> [PROVIDED DATA]
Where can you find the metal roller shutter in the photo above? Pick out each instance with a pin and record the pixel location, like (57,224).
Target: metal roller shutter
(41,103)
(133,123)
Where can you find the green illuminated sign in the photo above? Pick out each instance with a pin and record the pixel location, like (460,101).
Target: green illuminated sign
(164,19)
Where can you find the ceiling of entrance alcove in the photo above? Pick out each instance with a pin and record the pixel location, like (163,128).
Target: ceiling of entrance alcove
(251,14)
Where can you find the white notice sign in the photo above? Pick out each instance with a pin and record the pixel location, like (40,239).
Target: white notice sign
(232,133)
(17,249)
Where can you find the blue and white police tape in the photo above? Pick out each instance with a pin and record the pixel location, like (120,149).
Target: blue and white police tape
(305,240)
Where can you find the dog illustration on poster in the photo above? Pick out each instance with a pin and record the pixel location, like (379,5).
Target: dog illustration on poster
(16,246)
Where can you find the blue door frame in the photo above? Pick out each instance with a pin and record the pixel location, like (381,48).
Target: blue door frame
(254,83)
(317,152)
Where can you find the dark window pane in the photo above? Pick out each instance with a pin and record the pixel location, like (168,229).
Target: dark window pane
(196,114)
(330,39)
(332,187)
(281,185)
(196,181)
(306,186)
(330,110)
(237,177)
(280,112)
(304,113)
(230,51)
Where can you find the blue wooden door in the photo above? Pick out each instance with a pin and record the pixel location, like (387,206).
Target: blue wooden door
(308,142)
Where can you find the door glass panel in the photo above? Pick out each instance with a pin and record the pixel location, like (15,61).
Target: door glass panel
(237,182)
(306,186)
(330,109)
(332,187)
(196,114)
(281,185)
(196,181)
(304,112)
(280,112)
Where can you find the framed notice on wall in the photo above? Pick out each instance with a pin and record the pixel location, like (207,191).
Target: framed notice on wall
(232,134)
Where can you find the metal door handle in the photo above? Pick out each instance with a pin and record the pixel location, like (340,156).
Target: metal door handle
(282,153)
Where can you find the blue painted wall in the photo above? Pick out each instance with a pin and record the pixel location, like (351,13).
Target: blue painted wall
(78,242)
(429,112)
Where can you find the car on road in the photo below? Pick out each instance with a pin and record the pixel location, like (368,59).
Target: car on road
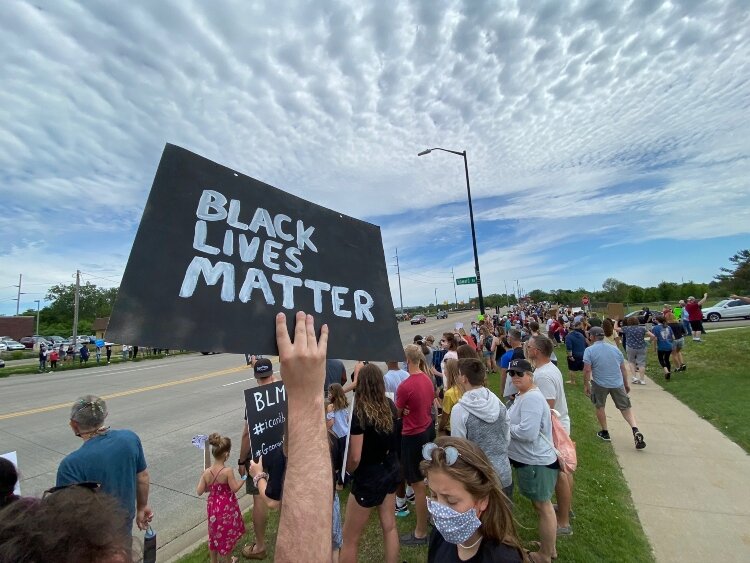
(727,309)
(13,345)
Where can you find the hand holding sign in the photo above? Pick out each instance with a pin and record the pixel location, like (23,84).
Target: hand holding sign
(302,361)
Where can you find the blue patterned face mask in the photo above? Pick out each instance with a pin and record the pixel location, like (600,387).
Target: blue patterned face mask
(455,527)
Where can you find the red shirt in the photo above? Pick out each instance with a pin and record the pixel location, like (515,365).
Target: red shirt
(416,394)
(695,313)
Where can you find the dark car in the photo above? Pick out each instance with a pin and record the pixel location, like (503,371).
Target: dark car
(418,320)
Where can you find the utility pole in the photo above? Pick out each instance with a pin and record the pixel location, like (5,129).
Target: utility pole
(18,299)
(75,308)
(400,295)
(455,293)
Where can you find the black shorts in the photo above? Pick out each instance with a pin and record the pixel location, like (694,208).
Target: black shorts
(575,364)
(411,454)
(372,483)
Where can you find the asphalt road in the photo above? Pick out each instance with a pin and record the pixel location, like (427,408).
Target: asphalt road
(166,402)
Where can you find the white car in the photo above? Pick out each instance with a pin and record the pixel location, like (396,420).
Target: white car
(727,309)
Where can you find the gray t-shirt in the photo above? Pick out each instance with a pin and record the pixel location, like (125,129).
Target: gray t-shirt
(530,416)
(549,381)
(605,360)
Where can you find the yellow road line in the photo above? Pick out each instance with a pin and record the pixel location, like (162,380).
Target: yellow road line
(126,393)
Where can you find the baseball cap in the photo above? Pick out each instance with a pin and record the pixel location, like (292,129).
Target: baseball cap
(520,366)
(596,332)
(263,368)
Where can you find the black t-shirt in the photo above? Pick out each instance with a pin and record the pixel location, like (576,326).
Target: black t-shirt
(440,551)
(376,445)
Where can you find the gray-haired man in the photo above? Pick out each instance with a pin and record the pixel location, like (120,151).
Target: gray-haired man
(112,458)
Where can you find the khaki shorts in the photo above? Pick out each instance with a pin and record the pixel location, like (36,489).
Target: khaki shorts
(618,394)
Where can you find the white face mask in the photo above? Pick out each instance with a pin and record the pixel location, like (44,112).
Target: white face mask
(455,527)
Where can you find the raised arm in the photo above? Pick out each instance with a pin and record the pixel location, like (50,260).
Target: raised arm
(308,474)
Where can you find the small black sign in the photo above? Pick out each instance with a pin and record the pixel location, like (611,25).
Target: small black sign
(265,407)
(218,254)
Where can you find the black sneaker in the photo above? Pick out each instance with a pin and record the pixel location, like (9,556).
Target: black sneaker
(640,443)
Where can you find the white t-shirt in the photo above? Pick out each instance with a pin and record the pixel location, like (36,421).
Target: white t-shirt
(549,381)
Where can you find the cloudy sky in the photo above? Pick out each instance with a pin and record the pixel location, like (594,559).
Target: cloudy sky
(603,138)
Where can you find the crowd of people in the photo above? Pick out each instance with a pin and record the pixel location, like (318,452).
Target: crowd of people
(428,435)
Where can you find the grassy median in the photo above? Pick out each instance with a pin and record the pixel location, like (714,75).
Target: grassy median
(606,527)
(715,384)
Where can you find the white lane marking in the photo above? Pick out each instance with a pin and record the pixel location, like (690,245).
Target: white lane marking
(243,380)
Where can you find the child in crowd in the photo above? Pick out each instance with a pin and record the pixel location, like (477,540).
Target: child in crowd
(337,421)
(225,523)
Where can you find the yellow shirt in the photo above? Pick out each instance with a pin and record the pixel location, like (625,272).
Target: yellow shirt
(451,397)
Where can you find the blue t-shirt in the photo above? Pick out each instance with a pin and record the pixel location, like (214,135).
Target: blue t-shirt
(605,360)
(664,337)
(113,460)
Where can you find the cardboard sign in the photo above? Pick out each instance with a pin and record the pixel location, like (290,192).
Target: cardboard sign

> [WHAT THE TASK ASKS] Write out the listing word for word, omitting the pictures it holds.

> [SOLVED EXERCISE]
Where can you find the metal roller shutter in the photo above? Pick out each instance with a pin and record the pixel location, like (57,224).
Target: metal roller shutter
(41,103)
(133,123)
Where can you find the green illuminated sign in the photo above? Pick out each instance with a pin and record the pixel location, like (460,101).
Target: green illuminated sign
(164,19)
Where can you find the ceiling of entrance alcove in the photo above? Pick out each instance with a pin and record the pixel location, like (163,128).
Target: ceiling of entrance alcove
(251,14)
Where can you find the white notice sign in the photo above? Pick out each instance with a pin and record the pixel location, like (40,239).
Target: white notice sign
(232,133)
(17,249)
Where can you find the blue and white police tape in the photo above? Pick out each instance with a pin and record the pixel location, like (120,149).
Target: blue and white police tape
(305,240)
Where can you find the dog illustration on poster in the photo above? Pick out each instance with a pin and record the pixel location, like (379,5).
Target: dog illustration on poster
(16,246)
Where can you find the blue door frame in the photo above? Pick out each instance with a pin and record the pixel location, like (381,48).
Target: blue door frame
(254,83)
(317,152)
Where can you find the dark window pane in the photo above? Pick out each instance with a pin and record the pixel location, like (168,229).
Target: dark window pane
(196,114)
(330,39)
(332,187)
(281,185)
(196,181)
(306,186)
(330,110)
(237,177)
(280,112)
(304,113)
(230,51)
Where can you find the blue wooden door in the photo above? Pick out each instance with a pin and record the pixel location, like (387,206).
Target: blue wooden door
(308,142)
Where can you find the door glass panel in the photo above? Pick out each instance with a pin and record the pixel location, like (15,61).
Target: door glass panel
(237,182)
(306,186)
(330,109)
(332,187)
(196,114)
(281,185)
(196,181)
(304,112)
(280,112)
Where can you find the framed notice on wall in the photo above? Pick out each instance with a pin and record the pixel location, like (207,191).
Target: framed notice on wall
(232,134)
Where can you find the metal door handle in the photo above? Pick out each instance with a pin and record the pixel location, like (340,156).
Target: metal door handle
(282,153)
Where can you find the blue painted wall in the photo above? Pick out each instance with a pin and record the pixel location, like (351,13).
Target: blue painted wall
(78,242)
(429,112)
Where can you find the car on road in the photo below? Pick out each instance with a pin and record the pixel location, like (368,59).
Target: car on road
(727,309)
(13,345)
Where can you find the hand holding sign in the photo above? Pick out each instance with a pin and record the pixel location, like (23,84).
Target: hand holding sign
(302,361)
Where can you find the blue patterned face mask in the photo above? Pick out each instance with a pin and record the pixel location, like (600,387).
Target: blue patterned face mask
(455,527)
Where can you find the red shirt in the photo above? Pick out each instance with a pin and record the pixel location, like (515,365).
Target: red shirt
(416,394)
(695,313)
Where can you find the dark car in the photo above? Pick out each instance with a pin and record the pixel location, like (503,371).
Target: dark car
(418,320)
Where can you find the utility pole in the photo above? Pick out each instance with a pin and record the pixel location, like (5,129).
Target: utility pole
(18,299)
(75,308)
(400,295)
(455,293)
Where can you find the black shorts in the photo above? Pick out each instance with a pin and record the pixel location, like (694,208).
Target: black shorts
(575,364)
(411,454)
(372,483)
Where can you find the asphalt road in the photo above? Pick out each instance with a pin and record the pixel location, like (427,408).
Target: asphalt road
(166,402)
Where can you find the white car in the photo above? Pick out each instance with a pin and record the pixel location, like (396,420).
Target: white car
(727,309)
Where can you find the gray t-shirt in the photo above? Pick out each instance with a pin and record the pixel location, like (125,129).
Target: gray t-shirt
(530,416)
(549,381)
(605,360)
Where can you find the yellow road line in the photo above? Pick out each instance with a pin and record the pixel location, like (162,380).
Target: yellow road line
(126,393)
Where can you find the baseball cap in the photo above? Pick out each instance with a pin and record the pixel location, like (292,129).
Target: baseball cap
(520,366)
(596,332)
(263,368)
Where can you find the black t-shirt in the photo above? Pick out each instance with a pin and record the pixel location, like (576,326).
Target: black t-shirt
(440,551)
(376,445)
Where can you find the gray-haired man in the photo above? Pick out each instance with a pin and record the pixel location, like (120,151).
Target: gray-haired man
(112,458)
Where can you find the khaki shorts in the photo above? Pick out each instance with a pin and record the pixel location, like (36,489).
Target: khaki shorts
(618,394)
Where can you find the white face mask in the photo above? Pick out each instance with a pin and record the pixel location, like (44,112).
Target: white face mask
(455,527)
Where can you find the raised arm in the photo above? Pick out each instance with a pin and record the pixel location, like (50,260).
Target: raised arm
(308,474)
Where can you find the small black sign in the photo above? Pick out each instance with a pin and record the pixel location, like (611,25).
Target: small black sign
(265,407)
(218,254)
Where can you find the black sneaker in the photo above? Pick out each instance with a pin and record the pixel location, like (9,556).
Target: black sneaker
(640,443)
Where can you find the white t-shirt in the photo above? Pick out each instance with a pin and record the pixel location, like (36,421).
Target: white t-shirt
(549,381)
Where can you find the cloudy sky in the photo above? Pick out each instance with a pin and record the pixel location, like (594,559).
Target: cloudy sky
(603,138)
Where can you find the crowd of people in the photo above? Pick out each instance with a pin and record the pixel location, like (318,452).
Target: crowd of people
(428,435)
Where can you find the grassy median in the photo above? Pick out each instance with a pin and record the pixel location, like (714,75).
Target: grassy median
(606,527)
(715,384)
Where can you find the white lane marking in the photo above? Pick out each instance with a pin and record the pixel location, like (690,245).
Target: white lane marking
(243,380)
Where can you find the child in crowd in the photo above? Pick out each instance with a pin and record the pixel location, like (477,540).
Target: child in crowd
(337,421)
(225,523)
Where can you find the yellow shirt in the photo above? Pick out each instance with a pin and record the pixel location, like (625,272).
Target: yellow shirt
(451,397)
Where can you find the blue t-shirt in the photo above? Pick out each instance with a pin and record the pixel location, like (214,135).
Target: blue t-shirt
(605,360)
(664,337)
(113,460)
Where can you find the cardboard sign in the photo above? Pick out each instance with a pin and record the pixel location, like (290,192).
Target: cardboard sign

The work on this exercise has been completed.